We awoke to tumultuous skies and waves crashing just below our balcony. After a near miss on breakfast—Helle and I failed to fill out the room service card out of fear of being too high maintenance; as it turns out, room service is the only way to get breakfast in the Monterey Bay Inn—we were served a delicious display of fruit, yogurt, bagels and lemon poppyseed cake. (Have I really become that blogger who tells you what she ate for her last meal?? I fear I just did.) Helle and I had both heard from multiple sources that we just couldn’t pass on the 17 Mile Drive while in the Monterey/Carmel vicinity, so we did a little anti-rain dance (it worked!) and headed through the heart of Carmel, which oddly enough resembled an Aspen-like ski town, and to the gated entrance to Pebble Beach.
Now, I grew up with a golf-obsessed father, and I don’t know where I thought Pebble Beach was, but Northern California was not it. And as rave reviews as we had gotten on 17 Mile Drive—well, from everyone but our homeless friend in Santa Cruz, who had actually given us the most valuable advice on not to bother, advice which we failed to take, but come on, would you have taken advice from a homeless man who likely never had the $9.25 to make it through the entrance?—neither of us were the slightest bit impressed. Sure, the houses were massive, and the few expanses of beach that were actually located in the area were pretty enough, but all-in-all, the remaining 300-something miles we drove along Highway 1 was much nicer.

Prompt 1: In the travel account above, what is the only way to get breakfast at the Monterey Bay Inn?
Prompt 2: Repeat everything in the travel account from "Now, I grew" down to "was much nicer.", word for word.

Provided information:

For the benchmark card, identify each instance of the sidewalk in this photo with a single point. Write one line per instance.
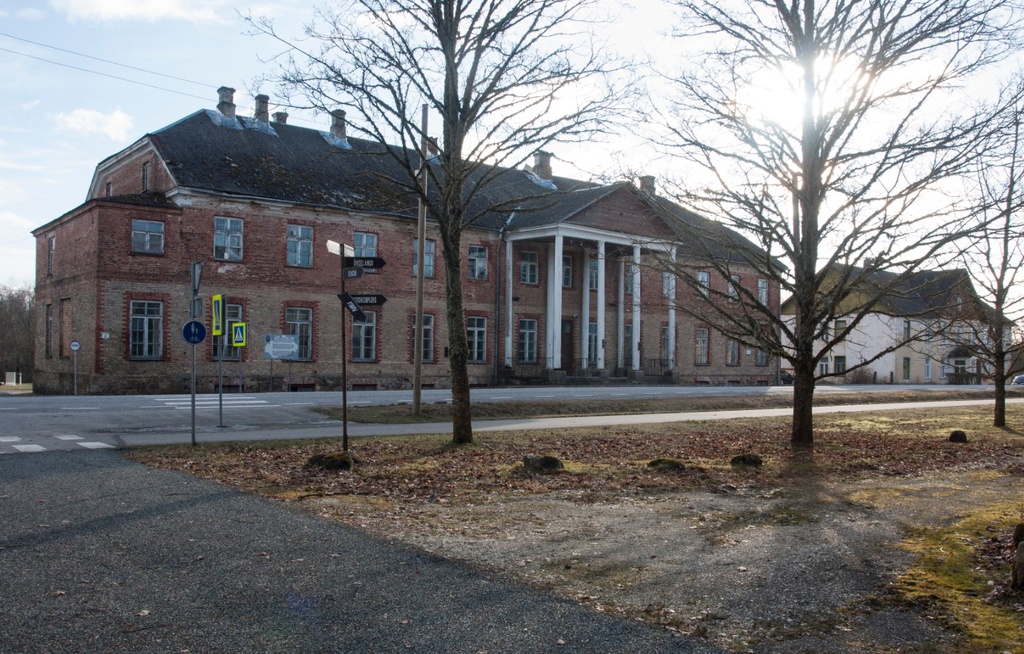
(99, 555)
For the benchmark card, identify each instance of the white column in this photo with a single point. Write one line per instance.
(556, 305)
(636, 308)
(600, 305)
(621, 307)
(509, 313)
(672, 312)
(585, 309)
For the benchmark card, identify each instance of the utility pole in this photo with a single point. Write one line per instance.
(421, 238)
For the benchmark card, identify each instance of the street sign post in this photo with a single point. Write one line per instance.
(353, 308)
(374, 300)
(370, 263)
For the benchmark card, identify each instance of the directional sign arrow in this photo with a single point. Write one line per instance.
(375, 300)
(373, 263)
(353, 272)
(357, 314)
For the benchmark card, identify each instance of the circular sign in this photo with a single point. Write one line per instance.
(194, 332)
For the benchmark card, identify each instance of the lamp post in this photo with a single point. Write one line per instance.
(342, 252)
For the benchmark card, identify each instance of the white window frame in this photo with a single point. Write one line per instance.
(228, 238)
(146, 331)
(145, 237)
(476, 338)
(529, 267)
(365, 339)
(299, 321)
(476, 262)
(300, 246)
(527, 340)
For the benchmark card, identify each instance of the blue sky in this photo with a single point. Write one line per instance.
(68, 99)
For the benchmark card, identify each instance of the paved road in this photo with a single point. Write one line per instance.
(32, 424)
(98, 555)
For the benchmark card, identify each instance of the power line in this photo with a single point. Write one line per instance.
(113, 77)
(96, 58)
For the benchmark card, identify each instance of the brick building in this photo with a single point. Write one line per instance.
(560, 291)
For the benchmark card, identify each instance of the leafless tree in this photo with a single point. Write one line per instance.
(507, 78)
(995, 253)
(845, 190)
(15, 331)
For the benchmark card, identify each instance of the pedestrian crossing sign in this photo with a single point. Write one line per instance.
(238, 335)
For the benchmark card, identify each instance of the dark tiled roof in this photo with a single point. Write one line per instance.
(245, 158)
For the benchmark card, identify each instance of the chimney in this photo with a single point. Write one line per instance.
(542, 164)
(226, 104)
(647, 183)
(262, 113)
(338, 124)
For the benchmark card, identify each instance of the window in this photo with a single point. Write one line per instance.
(476, 335)
(365, 245)
(49, 331)
(700, 347)
(732, 356)
(528, 267)
(631, 276)
(299, 321)
(704, 284)
(527, 341)
(477, 262)
(146, 338)
(666, 359)
(232, 314)
(592, 344)
(428, 257)
(227, 238)
(428, 336)
(365, 339)
(300, 246)
(147, 236)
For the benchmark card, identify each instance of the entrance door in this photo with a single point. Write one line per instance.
(568, 341)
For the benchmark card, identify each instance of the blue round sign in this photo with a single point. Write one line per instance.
(194, 332)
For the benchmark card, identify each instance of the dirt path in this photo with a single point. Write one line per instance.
(787, 570)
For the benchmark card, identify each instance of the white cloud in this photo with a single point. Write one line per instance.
(30, 13)
(117, 125)
(197, 10)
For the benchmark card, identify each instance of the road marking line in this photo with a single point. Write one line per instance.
(29, 448)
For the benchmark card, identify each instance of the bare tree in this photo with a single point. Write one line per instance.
(995, 254)
(507, 78)
(844, 189)
(15, 331)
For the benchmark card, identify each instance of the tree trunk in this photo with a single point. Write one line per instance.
(462, 417)
(803, 409)
(999, 374)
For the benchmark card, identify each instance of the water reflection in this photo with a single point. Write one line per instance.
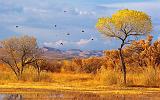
(78, 96)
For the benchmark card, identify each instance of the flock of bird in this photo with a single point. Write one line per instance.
(56, 26)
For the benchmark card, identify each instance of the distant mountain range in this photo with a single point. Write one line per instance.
(53, 53)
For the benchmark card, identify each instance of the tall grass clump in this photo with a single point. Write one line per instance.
(107, 77)
(150, 77)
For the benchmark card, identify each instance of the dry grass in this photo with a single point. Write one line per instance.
(106, 81)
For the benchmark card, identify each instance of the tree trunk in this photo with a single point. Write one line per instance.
(123, 65)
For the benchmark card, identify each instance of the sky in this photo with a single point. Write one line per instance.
(38, 18)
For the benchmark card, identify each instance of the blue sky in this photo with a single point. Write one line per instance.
(38, 17)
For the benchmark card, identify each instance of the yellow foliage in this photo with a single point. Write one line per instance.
(128, 21)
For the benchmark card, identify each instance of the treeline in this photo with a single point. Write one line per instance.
(23, 52)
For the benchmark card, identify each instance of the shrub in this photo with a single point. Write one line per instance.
(108, 77)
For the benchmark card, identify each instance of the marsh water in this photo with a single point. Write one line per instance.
(77, 96)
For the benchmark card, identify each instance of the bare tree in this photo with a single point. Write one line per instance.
(19, 52)
(40, 64)
(125, 25)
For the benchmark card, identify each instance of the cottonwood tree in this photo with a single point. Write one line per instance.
(19, 52)
(39, 64)
(125, 25)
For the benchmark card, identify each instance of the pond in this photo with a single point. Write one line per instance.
(77, 96)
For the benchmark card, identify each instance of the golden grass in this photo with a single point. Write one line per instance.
(105, 82)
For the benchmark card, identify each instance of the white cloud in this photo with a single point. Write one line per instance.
(55, 44)
(85, 41)
(82, 12)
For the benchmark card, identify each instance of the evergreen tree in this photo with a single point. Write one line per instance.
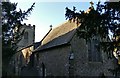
(100, 22)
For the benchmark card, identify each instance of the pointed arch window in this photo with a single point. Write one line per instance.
(94, 53)
(26, 35)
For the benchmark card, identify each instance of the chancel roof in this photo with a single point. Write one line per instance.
(59, 35)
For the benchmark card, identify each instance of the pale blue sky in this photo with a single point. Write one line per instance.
(48, 13)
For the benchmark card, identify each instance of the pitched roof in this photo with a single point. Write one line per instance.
(59, 35)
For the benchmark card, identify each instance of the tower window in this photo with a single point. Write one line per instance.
(94, 54)
(26, 35)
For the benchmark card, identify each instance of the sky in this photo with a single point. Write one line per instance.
(46, 13)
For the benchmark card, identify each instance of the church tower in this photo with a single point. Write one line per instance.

Correct response 1: Room service.

Correct response 2:
Now, I grew up with a golf-obsessed father, and I don’t know where I thought Pebble Beach was, but Northern California was not it. And as rave reviews as we had gotten on 17 Mile Drive—well, from everyone but our homeless friend in Santa Cruz, who had actually given us the most valuable advice on not to bother, advice which we failed to take, but come on, would you have taken advice from a homeless man who likely never had the $9.25 to make it through the entrance?—neither of us were the slightest bit impressed. Sure, the houses were massive, and the few expanses of beach that were actually located in the area were pretty enough, but all-in-all, the remaining 300-something miles we drove along Highway 1 was much nicer.